=== Section Start ===
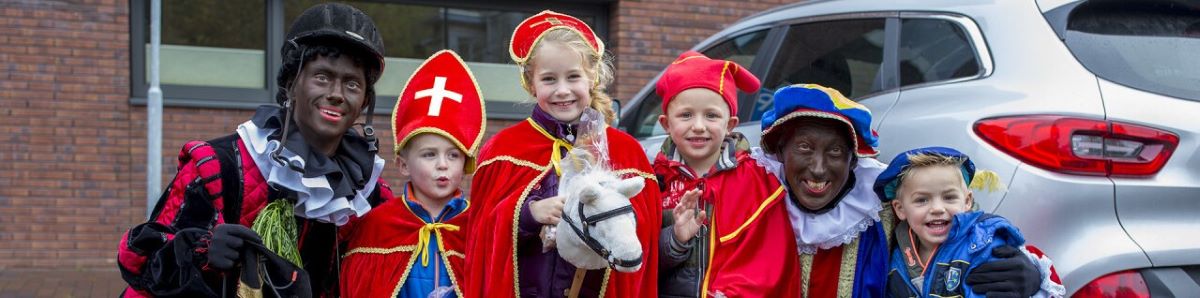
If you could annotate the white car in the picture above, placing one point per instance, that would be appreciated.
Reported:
(1090, 111)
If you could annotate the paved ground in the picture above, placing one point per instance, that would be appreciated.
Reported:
(65, 284)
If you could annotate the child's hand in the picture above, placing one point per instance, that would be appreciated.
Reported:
(687, 221)
(547, 210)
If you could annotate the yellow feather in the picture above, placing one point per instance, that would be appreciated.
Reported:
(987, 180)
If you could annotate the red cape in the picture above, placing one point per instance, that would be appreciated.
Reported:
(379, 255)
(511, 162)
(753, 248)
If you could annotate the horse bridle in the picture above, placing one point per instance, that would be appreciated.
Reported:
(586, 234)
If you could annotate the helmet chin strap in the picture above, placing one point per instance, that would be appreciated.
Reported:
(288, 108)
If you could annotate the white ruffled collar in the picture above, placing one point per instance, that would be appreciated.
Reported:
(315, 195)
(841, 225)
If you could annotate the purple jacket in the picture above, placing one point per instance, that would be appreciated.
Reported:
(546, 274)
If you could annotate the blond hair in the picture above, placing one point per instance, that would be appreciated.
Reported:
(598, 65)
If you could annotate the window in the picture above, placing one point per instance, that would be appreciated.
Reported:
(742, 49)
(226, 53)
(935, 49)
(840, 54)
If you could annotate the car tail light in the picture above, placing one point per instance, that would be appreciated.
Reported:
(1078, 145)
(1121, 284)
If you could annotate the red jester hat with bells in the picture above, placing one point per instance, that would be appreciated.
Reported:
(533, 29)
(442, 97)
(695, 70)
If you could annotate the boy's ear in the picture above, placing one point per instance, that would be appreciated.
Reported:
(898, 209)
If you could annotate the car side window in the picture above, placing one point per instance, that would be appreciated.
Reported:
(742, 49)
(840, 54)
(935, 49)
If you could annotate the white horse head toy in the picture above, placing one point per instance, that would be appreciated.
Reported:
(598, 228)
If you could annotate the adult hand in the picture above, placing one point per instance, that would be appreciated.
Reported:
(687, 220)
(227, 244)
(547, 210)
(1012, 275)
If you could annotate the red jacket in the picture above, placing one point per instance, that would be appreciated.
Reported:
(750, 237)
(511, 164)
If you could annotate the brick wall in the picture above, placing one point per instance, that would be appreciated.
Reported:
(73, 150)
(65, 160)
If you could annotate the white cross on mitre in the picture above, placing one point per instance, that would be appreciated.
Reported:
(437, 94)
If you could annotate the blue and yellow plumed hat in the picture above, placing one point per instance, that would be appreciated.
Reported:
(811, 100)
(889, 180)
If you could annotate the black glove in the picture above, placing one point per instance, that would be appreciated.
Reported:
=== Section End ===
Exercise instructions: Take the records above and transcribe them exactly, dropping every picture.

Answer to this exercise:
If you could annotate the white car in the picture above, placing one point per instance, that would be appreciated.
Reported:
(1090, 111)
If you could annotate the paved ground in the picture above, placing one point per instance, that would be appreciated.
Reported:
(65, 284)
If you could annotate the child's hand in the picture above, placing one point per instance, that would be appreciated.
Reported:
(687, 221)
(547, 210)
If you could annotate the yellow feather in the picture above, placing one point per instance, that would be appreciated.
Reported:
(987, 180)
If you could annotate the red cape in the picture above, placing one point per instance, that would be appreciated.
Reported:
(379, 255)
(511, 162)
(753, 248)
If you could annotate the horse bridle in the picture above, placing one point per instance, that would be appreciated.
Reported:
(586, 234)
If you could annotate the helmet chin strap in the picture above, placing one point per instance, that would be appreciated.
Reported:
(288, 108)
If you could annotate the white ruffled collar in the picture above, placing one point per instance, that would be appreciated.
Reported:
(315, 195)
(841, 225)
If you could annotate the purple jacket in the picture above, placing one point per instance, that would be appreciated.
Reported:
(546, 274)
If you could annotate the blond hair in the picture above, placing one point per instance, that would be appreciated.
Reported:
(598, 65)
If you could annotate the window in the picture above, placing one point per instance, that would be appreciated.
Reported:
(742, 49)
(226, 53)
(935, 49)
(840, 54)
If you could annotate the car tail light in the picture above, placing one point per instance, that would be appreciated.
Reported:
(1078, 145)
(1121, 284)
If you could annotate the red jester hat with bells in the picture above, placing one point per instance, that would be appreciated.
Reported:
(533, 29)
(442, 97)
(695, 70)
If you could annotate the boy's ear in the picture above, placing one point per instance, that would be appreciated.
Reported:
(898, 209)
If you could annotate the car side window in the picture above, placing one point per instance, that would be appreciated.
Reported:
(742, 49)
(840, 54)
(935, 49)
If you could annotate the white horse head toy in the picture above, placing one point per instance, that would be appreciated.
Reported:
(598, 228)
If you could annotate the adult hand in the picture above, placing one point per instance, that would be appreciated.
Reported:
(687, 220)
(227, 244)
(547, 210)
(1012, 275)
If you could annotate the red jacket in the picture above, placing one point per instance, that would be appreciated.
Reported:
(750, 237)
(511, 164)
If you could annotate the brick wall in the picture above, placing one point per instance, that would be appreciated.
Reported:
(73, 150)
(65, 160)
If you could annotate the white cross on mitre in the picture above, placing one point per instance, that would be appreciated.
Reported:
(437, 94)
If you could annotate the blue and yellow plumed hat in the picture above, placing one point per instance, that would be appreciated.
Reported:
(811, 100)
(889, 180)
If you could annotate the black glove in the picture above, placing one point per instance, that would be appreciated.
Reported:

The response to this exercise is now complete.